Location identification entries:
-- begin --
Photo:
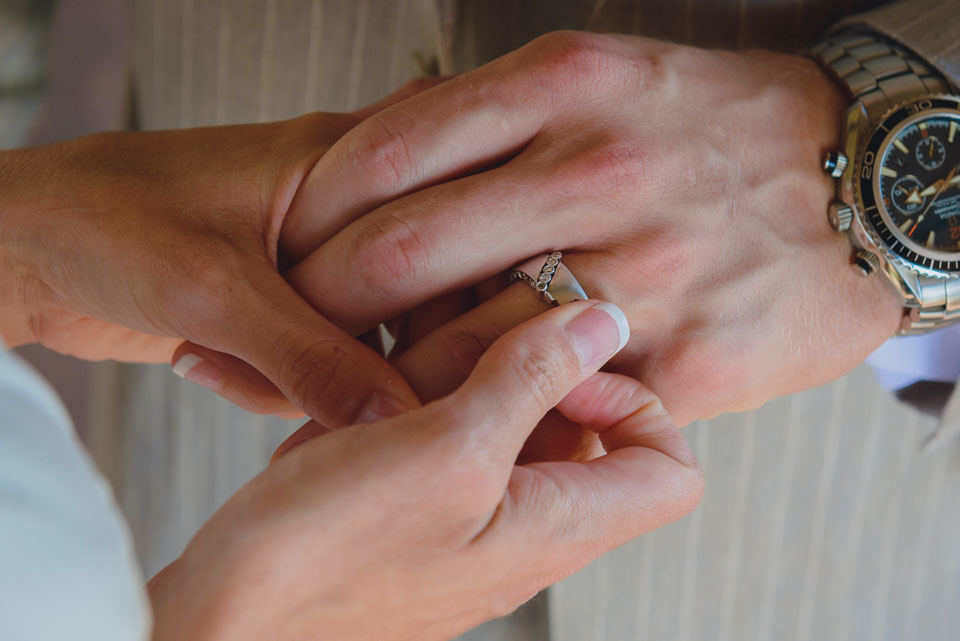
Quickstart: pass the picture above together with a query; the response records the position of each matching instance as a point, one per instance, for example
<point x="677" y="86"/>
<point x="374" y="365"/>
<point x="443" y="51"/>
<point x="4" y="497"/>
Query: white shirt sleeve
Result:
<point x="909" y="359"/>
<point x="67" y="566"/>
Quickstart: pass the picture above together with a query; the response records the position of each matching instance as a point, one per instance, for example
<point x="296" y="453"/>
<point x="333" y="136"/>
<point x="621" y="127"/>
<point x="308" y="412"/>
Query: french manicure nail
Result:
<point x="599" y="332"/>
<point x="379" y="407"/>
<point x="198" y="370"/>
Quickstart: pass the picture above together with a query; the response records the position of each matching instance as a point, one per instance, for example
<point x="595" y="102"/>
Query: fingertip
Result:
<point x="620" y="318"/>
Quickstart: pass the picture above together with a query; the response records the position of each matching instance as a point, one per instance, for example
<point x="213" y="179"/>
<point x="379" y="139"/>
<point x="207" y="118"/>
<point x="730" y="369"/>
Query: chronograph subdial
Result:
<point x="905" y="194"/>
<point x="930" y="153"/>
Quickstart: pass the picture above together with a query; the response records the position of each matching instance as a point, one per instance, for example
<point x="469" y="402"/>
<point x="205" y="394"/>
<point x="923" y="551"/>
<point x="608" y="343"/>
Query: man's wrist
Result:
<point x="15" y="326"/>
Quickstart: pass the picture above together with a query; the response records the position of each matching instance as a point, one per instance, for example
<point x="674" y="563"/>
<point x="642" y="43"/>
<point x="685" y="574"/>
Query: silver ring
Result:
<point x="549" y="276"/>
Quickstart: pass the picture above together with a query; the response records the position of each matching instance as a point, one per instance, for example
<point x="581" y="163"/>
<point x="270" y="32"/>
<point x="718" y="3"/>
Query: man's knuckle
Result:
<point x="390" y="253"/>
<point x="537" y="371"/>
<point x="381" y="151"/>
<point x="311" y="373"/>
<point x="578" y="60"/>
<point x="463" y="345"/>
<point x="619" y="166"/>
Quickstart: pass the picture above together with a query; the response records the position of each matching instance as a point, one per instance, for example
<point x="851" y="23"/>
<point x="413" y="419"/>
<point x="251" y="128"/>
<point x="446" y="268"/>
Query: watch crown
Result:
<point x="866" y="261"/>
<point x="840" y="216"/>
<point x="834" y="163"/>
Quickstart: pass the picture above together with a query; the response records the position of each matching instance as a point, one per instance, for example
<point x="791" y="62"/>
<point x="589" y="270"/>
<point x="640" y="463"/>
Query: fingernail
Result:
<point x="599" y="332"/>
<point x="379" y="407"/>
<point x="198" y="370"/>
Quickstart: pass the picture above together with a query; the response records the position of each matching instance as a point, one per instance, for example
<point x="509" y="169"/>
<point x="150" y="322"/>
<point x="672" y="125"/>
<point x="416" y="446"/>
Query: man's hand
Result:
<point x="421" y="526"/>
<point x="122" y="245"/>
<point x="683" y="184"/>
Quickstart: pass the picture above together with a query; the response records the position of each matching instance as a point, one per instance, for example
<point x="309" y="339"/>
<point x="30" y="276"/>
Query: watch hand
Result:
<point x="940" y="186"/>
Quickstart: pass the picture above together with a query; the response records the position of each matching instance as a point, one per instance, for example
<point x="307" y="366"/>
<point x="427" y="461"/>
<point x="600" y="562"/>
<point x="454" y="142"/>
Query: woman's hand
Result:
<point x="683" y="184"/>
<point x="122" y="245"/>
<point x="422" y="526"/>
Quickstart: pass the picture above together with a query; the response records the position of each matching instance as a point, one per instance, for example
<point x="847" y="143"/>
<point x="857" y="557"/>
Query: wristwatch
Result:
<point x="899" y="198"/>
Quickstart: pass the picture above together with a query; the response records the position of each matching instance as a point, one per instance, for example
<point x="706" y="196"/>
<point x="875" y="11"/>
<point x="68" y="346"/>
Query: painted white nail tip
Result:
<point x="186" y="363"/>
<point x="617" y="315"/>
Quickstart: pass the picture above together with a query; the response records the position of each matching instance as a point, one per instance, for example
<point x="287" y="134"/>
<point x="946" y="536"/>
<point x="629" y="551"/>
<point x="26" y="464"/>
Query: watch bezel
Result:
<point x="873" y="213"/>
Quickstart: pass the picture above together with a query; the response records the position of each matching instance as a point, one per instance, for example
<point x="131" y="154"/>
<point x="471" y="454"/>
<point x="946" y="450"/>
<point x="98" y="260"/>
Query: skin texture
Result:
<point x="146" y="241"/>
<point x="682" y="184"/>
<point x="422" y="526"/>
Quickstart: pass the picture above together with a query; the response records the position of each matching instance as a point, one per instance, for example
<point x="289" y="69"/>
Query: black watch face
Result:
<point x="910" y="183"/>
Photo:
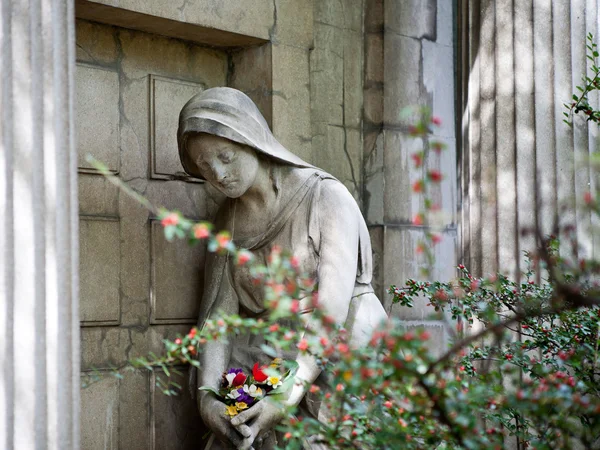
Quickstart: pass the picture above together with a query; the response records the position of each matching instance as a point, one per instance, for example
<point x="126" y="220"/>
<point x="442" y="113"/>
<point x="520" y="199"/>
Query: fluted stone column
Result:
<point x="39" y="323"/>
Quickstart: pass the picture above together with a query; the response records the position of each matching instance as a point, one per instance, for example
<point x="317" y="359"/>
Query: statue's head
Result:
<point x="229" y="166"/>
<point x="221" y="136"/>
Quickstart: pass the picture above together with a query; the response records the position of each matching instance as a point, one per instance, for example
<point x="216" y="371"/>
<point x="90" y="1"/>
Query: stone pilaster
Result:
<point x="39" y="319"/>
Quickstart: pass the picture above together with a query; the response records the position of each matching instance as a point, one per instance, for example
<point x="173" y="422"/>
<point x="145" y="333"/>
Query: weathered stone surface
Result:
<point x="374" y="58"/>
<point x="374" y="181"/>
<point x="400" y="204"/>
<point x="175" y="424"/>
<point x="133" y="404"/>
<point x="99" y="253"/>
<point x="245" y="17"/>
<point x="416" y="19"/>
<point x="294" y="23"/>
<point x="353" y="78"/>
<point x="291" y="99"/>
<point x="373" y="16"/>
<point x="175" y="295"/>
<point x="100" y="414"/>
<point x="97" y="107"/>
<point x="401" y="262"/>
<point x="377" y="244"/>
<point x="252" y="73"/>
<point x="97" y="197"/>
<point x="438" y="81"/>
<point x="373" y="105"/>
<point x="402" y="80"/>
<point x="167" y="97"/>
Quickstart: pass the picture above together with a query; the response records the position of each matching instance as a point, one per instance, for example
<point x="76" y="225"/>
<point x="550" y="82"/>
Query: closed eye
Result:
<point x="225" y="158"/>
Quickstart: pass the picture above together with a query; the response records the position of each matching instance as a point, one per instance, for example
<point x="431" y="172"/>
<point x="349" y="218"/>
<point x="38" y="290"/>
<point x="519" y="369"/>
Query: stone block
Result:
<point x="99" y="417"/>
<point x="353" y="78"/>
<point x="438" y="81"/>
<point x="400" y="204"/>
<point x="167" y="97"/>
<point x="445" y="22"/>
<point x="376" y="233"/>
<point x="373" y="16"/>
<point x="415" y="19"/>
<point x="175" y="295"/>
<point x="94" y="44"/>
<point x="176" y="421"/>
<point x="353" y="14"/>
<point x="401" y="262"/>
<point x="373" y="58"/>
<point x="373" y="105"/>
<point x="243" y="17"/>
<point x="252" y="73"/>
<point x="402" y="77"/>
<point x="97" y="196"/>
<point x="291" y="99"/>
<point x="374" y="182"/>
<point x="99" y="262"/>
<point x="330" y="12"/>
<point x="97" y="110"/>
<point x="133" y="398"/>
<point x="294" y="24"/>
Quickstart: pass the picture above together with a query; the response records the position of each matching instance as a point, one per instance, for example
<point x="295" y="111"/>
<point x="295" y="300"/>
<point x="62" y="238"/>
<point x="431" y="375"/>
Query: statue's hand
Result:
<point x="263" y="416"/>
<point x="212" y="411"/>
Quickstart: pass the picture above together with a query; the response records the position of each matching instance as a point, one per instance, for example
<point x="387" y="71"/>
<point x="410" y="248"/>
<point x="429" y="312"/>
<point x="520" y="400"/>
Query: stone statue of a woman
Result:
<point x="273" y="198"/>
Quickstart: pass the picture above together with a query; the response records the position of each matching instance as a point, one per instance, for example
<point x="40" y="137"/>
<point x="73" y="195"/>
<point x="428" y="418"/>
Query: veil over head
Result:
<point x="230" y="114"/>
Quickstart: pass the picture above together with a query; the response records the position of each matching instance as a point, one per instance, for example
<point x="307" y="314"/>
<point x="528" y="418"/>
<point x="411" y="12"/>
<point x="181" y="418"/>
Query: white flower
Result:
<point x="253" y="391"/>
<point x="274" y="381"/>
<point x="234" y="394"/>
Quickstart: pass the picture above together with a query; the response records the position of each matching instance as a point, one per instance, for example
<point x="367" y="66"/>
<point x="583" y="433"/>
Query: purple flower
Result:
<point x="244" y="397"/>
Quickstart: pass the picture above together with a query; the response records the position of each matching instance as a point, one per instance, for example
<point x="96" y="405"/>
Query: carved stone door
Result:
<point x="136" y="288"/>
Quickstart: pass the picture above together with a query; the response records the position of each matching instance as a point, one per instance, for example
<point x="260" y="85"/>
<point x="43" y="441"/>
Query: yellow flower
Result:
<point x="274" y="381"/>
<point x="231" y="410"/>
<point x="241" y="406"/>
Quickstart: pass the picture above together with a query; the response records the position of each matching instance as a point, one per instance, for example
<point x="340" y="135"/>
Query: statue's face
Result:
<point x="228" y="166"/>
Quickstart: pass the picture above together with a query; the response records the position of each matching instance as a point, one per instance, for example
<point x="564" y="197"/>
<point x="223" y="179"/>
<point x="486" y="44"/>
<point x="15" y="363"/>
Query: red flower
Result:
<point x="201" y="231"/>
<point x="303" y="345"/>
<point x="239" y="379"/>
<point x="243" y="257"/>
<point x="170" y="219"/>
<point x="418" y="186"/>
<point x="223" y="239"/>
<point x="295" y="306"/>
<point x="417" y="159"/>
<point x="258" y="374"/>
<point x="435" y="176"/>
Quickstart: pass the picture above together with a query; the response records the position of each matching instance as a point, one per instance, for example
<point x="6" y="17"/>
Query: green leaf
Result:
<point x="209" y="389"/>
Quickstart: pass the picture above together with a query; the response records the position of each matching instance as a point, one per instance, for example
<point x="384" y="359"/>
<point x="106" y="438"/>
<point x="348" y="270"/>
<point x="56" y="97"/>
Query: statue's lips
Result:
<point x="228" y="184"/>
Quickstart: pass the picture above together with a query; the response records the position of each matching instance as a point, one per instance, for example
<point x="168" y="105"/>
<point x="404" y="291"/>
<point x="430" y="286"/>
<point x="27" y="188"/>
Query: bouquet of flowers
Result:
<point x="240" y="391"/>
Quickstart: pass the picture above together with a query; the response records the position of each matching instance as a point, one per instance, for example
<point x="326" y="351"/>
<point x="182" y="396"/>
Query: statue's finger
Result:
<point x="245" y="416"/>
<point x="244" y="430"/>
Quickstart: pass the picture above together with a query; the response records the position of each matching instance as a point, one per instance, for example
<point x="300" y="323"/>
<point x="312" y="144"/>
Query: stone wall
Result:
<point x="520" y="63"/>
<point x="409" y="61"/>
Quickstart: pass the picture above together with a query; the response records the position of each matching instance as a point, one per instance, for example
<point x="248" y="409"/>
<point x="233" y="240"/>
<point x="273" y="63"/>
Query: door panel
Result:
<point x="136" y="289"/>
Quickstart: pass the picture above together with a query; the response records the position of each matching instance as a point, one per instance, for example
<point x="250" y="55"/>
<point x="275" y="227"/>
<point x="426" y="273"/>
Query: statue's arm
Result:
<point x="216" y="354"/>
<point x="339" y="234"/>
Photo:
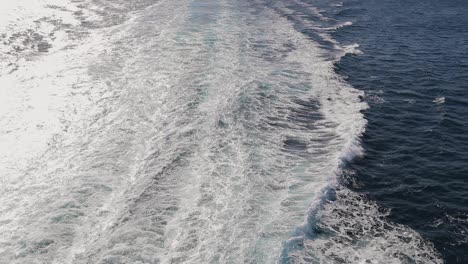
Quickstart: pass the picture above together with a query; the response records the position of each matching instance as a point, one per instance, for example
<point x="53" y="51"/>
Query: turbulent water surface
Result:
<point x="183" y="131"/>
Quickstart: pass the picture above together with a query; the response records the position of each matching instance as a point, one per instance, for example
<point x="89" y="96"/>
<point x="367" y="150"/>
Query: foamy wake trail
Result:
<point x="182" y="132"/>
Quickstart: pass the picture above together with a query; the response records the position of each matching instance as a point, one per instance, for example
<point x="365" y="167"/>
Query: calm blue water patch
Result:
<point x="414" y="71"/>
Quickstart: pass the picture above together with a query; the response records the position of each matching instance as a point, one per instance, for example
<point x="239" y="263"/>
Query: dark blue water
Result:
<point x="414" y="71"/>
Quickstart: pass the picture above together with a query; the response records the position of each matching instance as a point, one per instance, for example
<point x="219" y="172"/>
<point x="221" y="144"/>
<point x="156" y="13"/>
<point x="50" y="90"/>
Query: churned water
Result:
<point x="211" y="131"/>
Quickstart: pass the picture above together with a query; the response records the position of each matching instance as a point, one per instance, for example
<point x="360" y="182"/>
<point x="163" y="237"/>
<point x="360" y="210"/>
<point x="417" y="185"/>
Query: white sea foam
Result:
<point x="195" y="132"/>
<point x="352" y="229"/>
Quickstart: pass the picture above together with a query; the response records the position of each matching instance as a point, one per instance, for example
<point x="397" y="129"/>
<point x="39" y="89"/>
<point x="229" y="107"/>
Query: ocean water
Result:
<point x="183" y="131"/>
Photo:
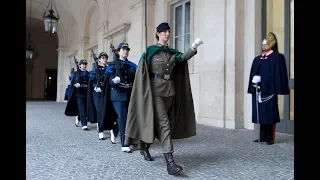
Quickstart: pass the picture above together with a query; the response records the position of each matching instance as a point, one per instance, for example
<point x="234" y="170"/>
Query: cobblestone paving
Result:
<point x="57" y="150"/>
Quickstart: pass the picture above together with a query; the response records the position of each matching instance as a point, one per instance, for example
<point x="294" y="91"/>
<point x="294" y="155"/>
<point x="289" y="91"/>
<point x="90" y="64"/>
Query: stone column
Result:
<point x="29" y="79"/>
<point x="62" y="71"/>
<point x="100" y="33"/>
<point x="252" y="47"/>
<point x="82" y="43"/>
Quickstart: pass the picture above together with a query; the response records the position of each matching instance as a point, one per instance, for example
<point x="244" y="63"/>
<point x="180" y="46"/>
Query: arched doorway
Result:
<point x="41" y="76"/>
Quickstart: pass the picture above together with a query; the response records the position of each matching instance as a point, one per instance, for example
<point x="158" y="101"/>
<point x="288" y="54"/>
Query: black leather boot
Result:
<point x="262" y="134"/>
<point x="146" y="155"/>
<point x="172" y="168"/>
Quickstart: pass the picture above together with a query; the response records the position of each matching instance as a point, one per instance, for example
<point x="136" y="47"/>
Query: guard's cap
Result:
<point x="83" y="61"/>
<point x="163" y="27"/>
<point x="103" y="54"/>
<point x="123" y="45"/>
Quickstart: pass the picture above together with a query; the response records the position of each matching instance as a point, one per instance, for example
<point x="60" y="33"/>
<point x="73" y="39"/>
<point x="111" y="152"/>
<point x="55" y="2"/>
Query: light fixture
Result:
<point x="31" y="50"/>
<point x="50" y="20"/>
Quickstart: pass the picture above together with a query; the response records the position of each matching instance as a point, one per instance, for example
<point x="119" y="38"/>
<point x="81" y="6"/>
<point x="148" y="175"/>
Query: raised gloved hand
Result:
<point x="76" y="85"/>
<point x="196" y="43"/>
<point x="97" y="89"/>
<point x="116" y="80"/>
<point x="256" y="79"/>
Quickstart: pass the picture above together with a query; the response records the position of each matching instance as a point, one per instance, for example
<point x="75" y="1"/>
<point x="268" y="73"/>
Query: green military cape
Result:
<point x="140" y="126"/>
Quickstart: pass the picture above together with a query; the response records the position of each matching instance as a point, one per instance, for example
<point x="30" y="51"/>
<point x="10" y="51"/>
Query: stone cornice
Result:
<point x="123" y="28"/>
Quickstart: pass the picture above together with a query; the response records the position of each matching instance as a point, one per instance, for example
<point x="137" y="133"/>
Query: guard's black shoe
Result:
<point x="270" y="142"/>
<point x="146" y="155"/>
<point x="172" y="167"/>
<point x="260" y="140"/>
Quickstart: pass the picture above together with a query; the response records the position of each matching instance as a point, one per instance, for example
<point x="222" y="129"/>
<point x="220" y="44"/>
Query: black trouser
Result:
<point x="82" y="107"/>
<point x="97" y="103"/>
<point x="97" y="100"/>
<point x="266" y="132"/>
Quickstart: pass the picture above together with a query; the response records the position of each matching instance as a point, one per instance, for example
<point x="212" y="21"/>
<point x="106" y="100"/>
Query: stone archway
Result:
<point x="90" y="38"/>
<point x="42" y="71"/>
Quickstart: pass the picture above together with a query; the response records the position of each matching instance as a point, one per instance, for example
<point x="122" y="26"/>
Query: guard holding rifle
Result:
-- end --
Which lines in the entries contain the word "guard"? Copy each of them.

Query: guard's cap
Query: guard's black shoe
Query: guard holding rifle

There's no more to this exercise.